SUPPLIED RECORDS

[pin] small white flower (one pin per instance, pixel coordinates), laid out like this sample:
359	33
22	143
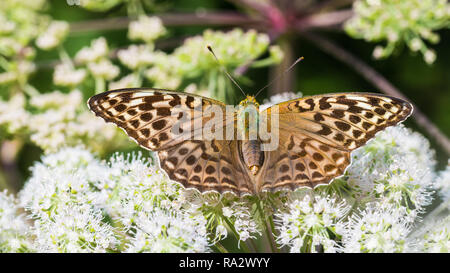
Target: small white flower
53	36
136	56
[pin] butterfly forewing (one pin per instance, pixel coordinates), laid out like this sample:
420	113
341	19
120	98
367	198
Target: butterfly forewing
318	133
148	116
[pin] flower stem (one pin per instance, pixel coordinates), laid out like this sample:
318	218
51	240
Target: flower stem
244	244
267	228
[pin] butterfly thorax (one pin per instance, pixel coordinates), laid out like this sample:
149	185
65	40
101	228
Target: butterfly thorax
247	130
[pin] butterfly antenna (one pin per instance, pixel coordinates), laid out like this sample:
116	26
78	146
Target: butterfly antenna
225	70
279	75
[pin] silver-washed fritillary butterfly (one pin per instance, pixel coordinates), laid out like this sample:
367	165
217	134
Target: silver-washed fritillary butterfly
316	136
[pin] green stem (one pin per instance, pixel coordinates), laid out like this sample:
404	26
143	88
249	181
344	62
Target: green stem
64	56
244	245
268	230
30	90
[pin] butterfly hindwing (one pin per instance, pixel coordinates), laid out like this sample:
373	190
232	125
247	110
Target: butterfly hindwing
148	116
318	133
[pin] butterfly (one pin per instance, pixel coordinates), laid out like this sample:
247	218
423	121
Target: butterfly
316	135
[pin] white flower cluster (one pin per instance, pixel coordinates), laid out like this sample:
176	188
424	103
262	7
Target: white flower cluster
443	183
61	202
311	222
378	228
169	231
243	222
53	36
14	228
80	204
397	167
437	238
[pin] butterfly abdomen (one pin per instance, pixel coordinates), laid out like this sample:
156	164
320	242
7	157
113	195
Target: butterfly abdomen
252	155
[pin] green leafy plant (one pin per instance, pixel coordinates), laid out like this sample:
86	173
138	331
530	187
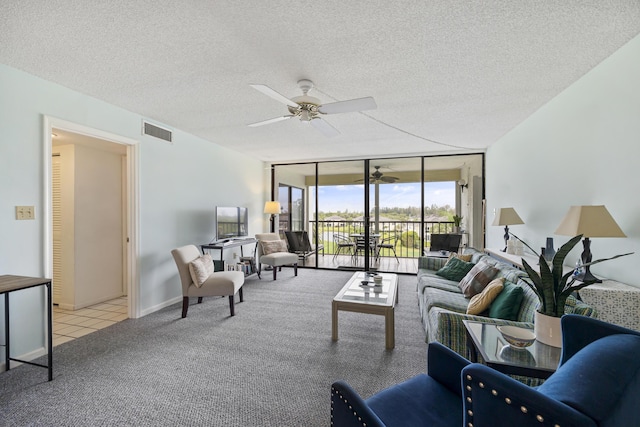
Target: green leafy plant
552	284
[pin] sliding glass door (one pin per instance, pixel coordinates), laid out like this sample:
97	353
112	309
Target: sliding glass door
380	214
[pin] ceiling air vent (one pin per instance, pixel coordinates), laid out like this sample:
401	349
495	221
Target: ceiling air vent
156	131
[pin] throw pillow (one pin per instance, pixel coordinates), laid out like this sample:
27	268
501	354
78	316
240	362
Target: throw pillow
477	279
200	269
465	258
273	246
507	304
479	303
455	269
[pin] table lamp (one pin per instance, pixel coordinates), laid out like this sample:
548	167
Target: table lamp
590	221
272	208
507	217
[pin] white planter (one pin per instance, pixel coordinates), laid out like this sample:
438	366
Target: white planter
547	329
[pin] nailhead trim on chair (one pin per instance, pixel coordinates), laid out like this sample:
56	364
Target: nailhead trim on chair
507	400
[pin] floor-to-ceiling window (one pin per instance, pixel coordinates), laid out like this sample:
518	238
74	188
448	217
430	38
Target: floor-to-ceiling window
380	213
292	208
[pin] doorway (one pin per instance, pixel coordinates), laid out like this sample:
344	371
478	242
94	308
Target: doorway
92	211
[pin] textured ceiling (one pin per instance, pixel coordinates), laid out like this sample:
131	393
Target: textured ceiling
447	76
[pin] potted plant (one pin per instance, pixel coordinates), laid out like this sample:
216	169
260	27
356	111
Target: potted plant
457	219
553	285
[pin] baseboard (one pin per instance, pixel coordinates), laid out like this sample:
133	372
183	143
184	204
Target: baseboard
27	356
160	306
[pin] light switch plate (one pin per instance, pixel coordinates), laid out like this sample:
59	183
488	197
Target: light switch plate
25	212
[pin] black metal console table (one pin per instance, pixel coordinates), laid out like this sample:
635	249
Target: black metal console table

TASK TO CARRY OUT
Convert the entries from the line containing "[pin] floor-to-ceiling window" through the last line of the entries into a JSON list of strings, with one string per line and blank lines omitted.

RESULT OF THIS EXERCISE
[
  "[pin] floor-to-ceiling window (one pin per instance, pixel coordinates), laid out like this sample:",
  "518\t238",
  "74\t188",
  "448\t217",
  "430\t38",
  "Target: floor-to-ceiling window",
  "380\t213",
  "292\t208",
  "[pin] doorway (one pin per instance, pixel coordinates), laid out like this sample:",
  "344\t371",
  "478\t242",
  "94\t308",
  "Target: doorway",
  "92\t211",
  "[pin] textured ceiling (one pin per instance, pixel coordinates), laid out like this sample:",
  "131\t393",
  "Target: textured ceiling",
  "447\t76",
  "[pin] potted plant (one pin per instance, pixel coordinates), laid out like this sample:",
  "216\t169",
  "260\t27",
  "356\t111",
  "Target: potted plant",
  "457\t219",
  "553\t285",
  "[pin] baseboard (one pin per instance, pixel coordinates), laid out like this sample:",
  "133\t372",
  "183\t143",
  "184\t204",
  "Target: baseboard",
  "27\t356",
  "160\t306",
  "[pin] light switch plate (one pin per instance, pixel coordinates), laid out like this sample:",
  "59\t183",
  "488\t197",
  "Target: light switch plate",
  "25\t212",
  "[pin] black metal console table (one pin per instance, pixel coordinates), laid out like this sample:",
  "635\t249",
  "Target: black metal console table"
]